▸ WHAT IS REQUIRED
Starting with the line that contains "Q: Point to every instance of the hazy mountain" and continuing through the last of the entries below, output those lines as a numbered list, omitting blank lines and leaving out the pictures.

:: MATERIAL TO PROCESS

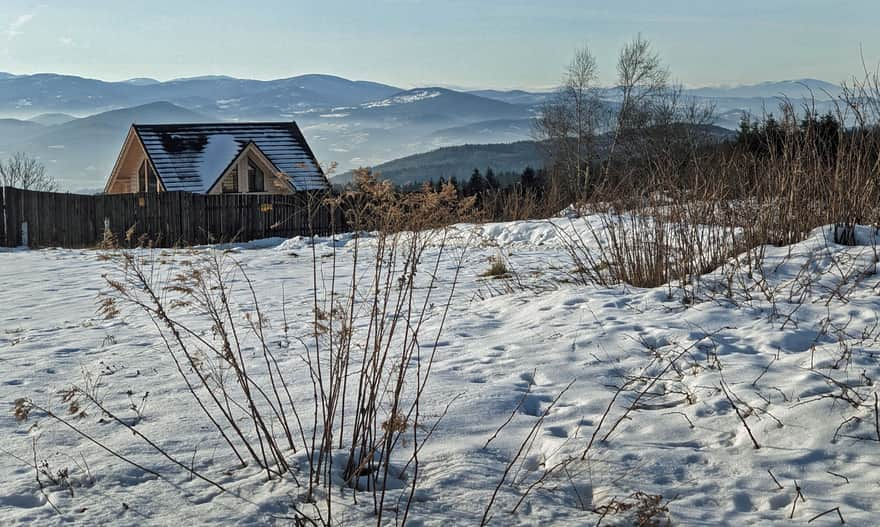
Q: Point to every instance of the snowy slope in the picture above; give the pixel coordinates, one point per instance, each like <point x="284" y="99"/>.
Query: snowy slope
<point x="511" y="347"/>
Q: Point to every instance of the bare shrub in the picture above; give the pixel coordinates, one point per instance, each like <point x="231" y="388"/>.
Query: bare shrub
<point x="25" y="172"/>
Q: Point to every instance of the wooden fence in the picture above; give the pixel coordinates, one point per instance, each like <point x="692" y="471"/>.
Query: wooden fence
<point x="166" y="219"/>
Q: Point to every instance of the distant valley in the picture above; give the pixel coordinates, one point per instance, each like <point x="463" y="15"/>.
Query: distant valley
<point x="76" y="126"/>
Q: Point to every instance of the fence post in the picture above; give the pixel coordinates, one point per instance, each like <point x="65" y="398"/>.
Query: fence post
<point x="6" y="235"/>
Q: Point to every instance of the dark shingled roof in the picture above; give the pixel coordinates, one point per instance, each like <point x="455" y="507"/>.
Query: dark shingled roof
<point x="192" y="157"/>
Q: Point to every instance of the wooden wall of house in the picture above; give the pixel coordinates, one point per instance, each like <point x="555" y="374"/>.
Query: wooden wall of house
<point x="166" y="219"/>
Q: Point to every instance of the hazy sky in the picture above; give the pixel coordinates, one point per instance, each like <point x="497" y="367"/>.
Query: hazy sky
<point x="471" y="43"/>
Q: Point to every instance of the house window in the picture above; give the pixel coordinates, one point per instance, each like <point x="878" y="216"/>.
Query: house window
<point x="256" y="182"/>
<point x="230" y="182"/>
<point x="148" y="181"/>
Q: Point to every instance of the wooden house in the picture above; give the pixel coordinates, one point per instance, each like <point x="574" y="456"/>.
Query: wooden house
<point x="218" y="158"/>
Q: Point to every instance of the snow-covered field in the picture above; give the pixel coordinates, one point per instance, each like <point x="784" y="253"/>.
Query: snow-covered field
<point x="797" y="355"/>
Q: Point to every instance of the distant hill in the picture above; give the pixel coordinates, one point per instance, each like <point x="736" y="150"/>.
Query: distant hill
<point x="513" y="96"/>
<point x="80" y="153"/>
<point x="51" y="119"/>
<point x="349" y="122"/>
<point x="457" y="161"/>
<point x="15" y="130"/>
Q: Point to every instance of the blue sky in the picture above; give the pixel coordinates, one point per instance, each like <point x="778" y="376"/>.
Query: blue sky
<point x="480" y="43"/>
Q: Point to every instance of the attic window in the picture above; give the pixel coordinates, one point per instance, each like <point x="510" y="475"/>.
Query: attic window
<point x="256" y="181"/>
<point x="147" y="179"/>
<point x="230" y="182"/>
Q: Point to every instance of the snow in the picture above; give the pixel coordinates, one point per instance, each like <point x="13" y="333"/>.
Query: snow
<point x="509" y="340"/>
<point x="407" y="98"/>
<point x="218" y="153"/>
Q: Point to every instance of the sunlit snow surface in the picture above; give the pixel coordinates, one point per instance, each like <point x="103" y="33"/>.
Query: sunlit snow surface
<point x="497" y="342"/>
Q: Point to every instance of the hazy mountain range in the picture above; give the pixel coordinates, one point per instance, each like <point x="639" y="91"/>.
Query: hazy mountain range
<point x="76" y="125"/>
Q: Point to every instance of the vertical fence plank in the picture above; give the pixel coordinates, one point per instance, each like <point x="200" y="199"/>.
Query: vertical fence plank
<point x="165" y="219"/>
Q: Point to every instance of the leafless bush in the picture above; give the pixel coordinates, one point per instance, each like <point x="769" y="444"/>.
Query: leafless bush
<point x="366" y="355"/>
<point x="27" y="173"/>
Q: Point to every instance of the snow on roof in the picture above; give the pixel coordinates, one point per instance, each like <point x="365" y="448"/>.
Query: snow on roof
<point x="192" y="157"/>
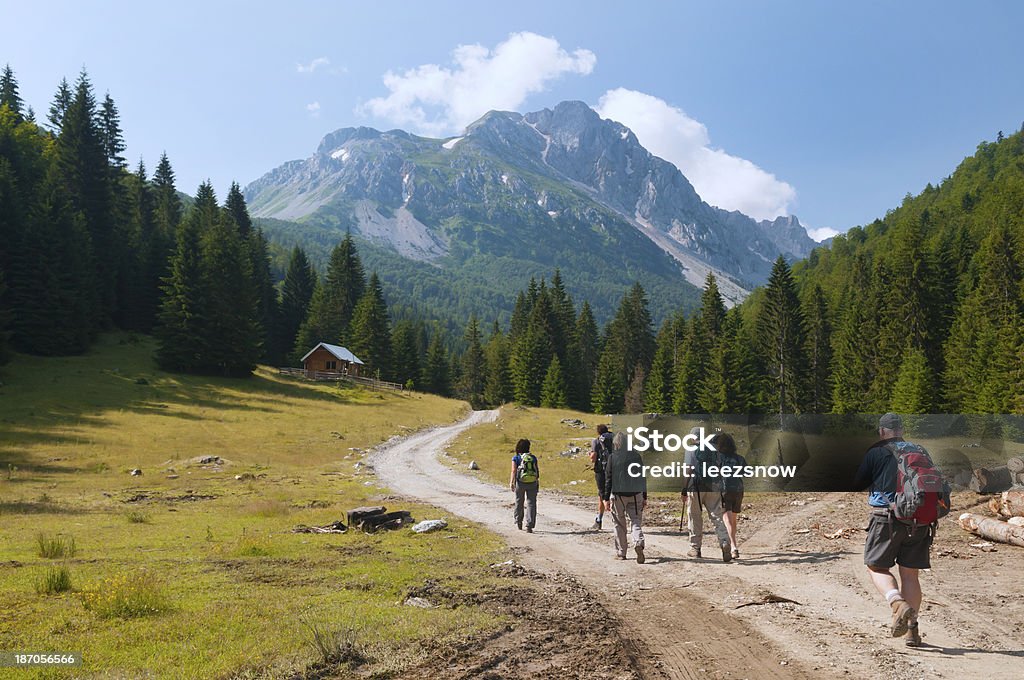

::::

▸ ANSWER TO THE PROBLEM
1. Q: Point to every instance of the hazy mountain range in the picture above; give the pixel coordinates, one point per instance, each like <point x="639" y="91"/>.
2. Query: hazy mountain range
3. <point x="76" y="125"/>
4. Q: Point to every instance of the vertical fence plank in the picture above; give the pixel coordinates, one point per instance, each like <point x="200" y="199"/>.
5. Query: vertical fence plank
6. <point x="165" y="219"/>
7. Q: Point to every instance of the leafless bush in the picture above; give the pixel coordinates, one point per instance, each like <point x="769" y="444"/>.
8. Query: leafless bush
9. <point x="366" y="355"/>
10. <point x="27" y="173"/>
11. Q: Point to every instance of the snow on roof in the picture above; give the pixel coordinates, one point per instance, each like <point x="365" y="448"/>.
12. Query: snow on roof
13. <point x="192" y="157"/>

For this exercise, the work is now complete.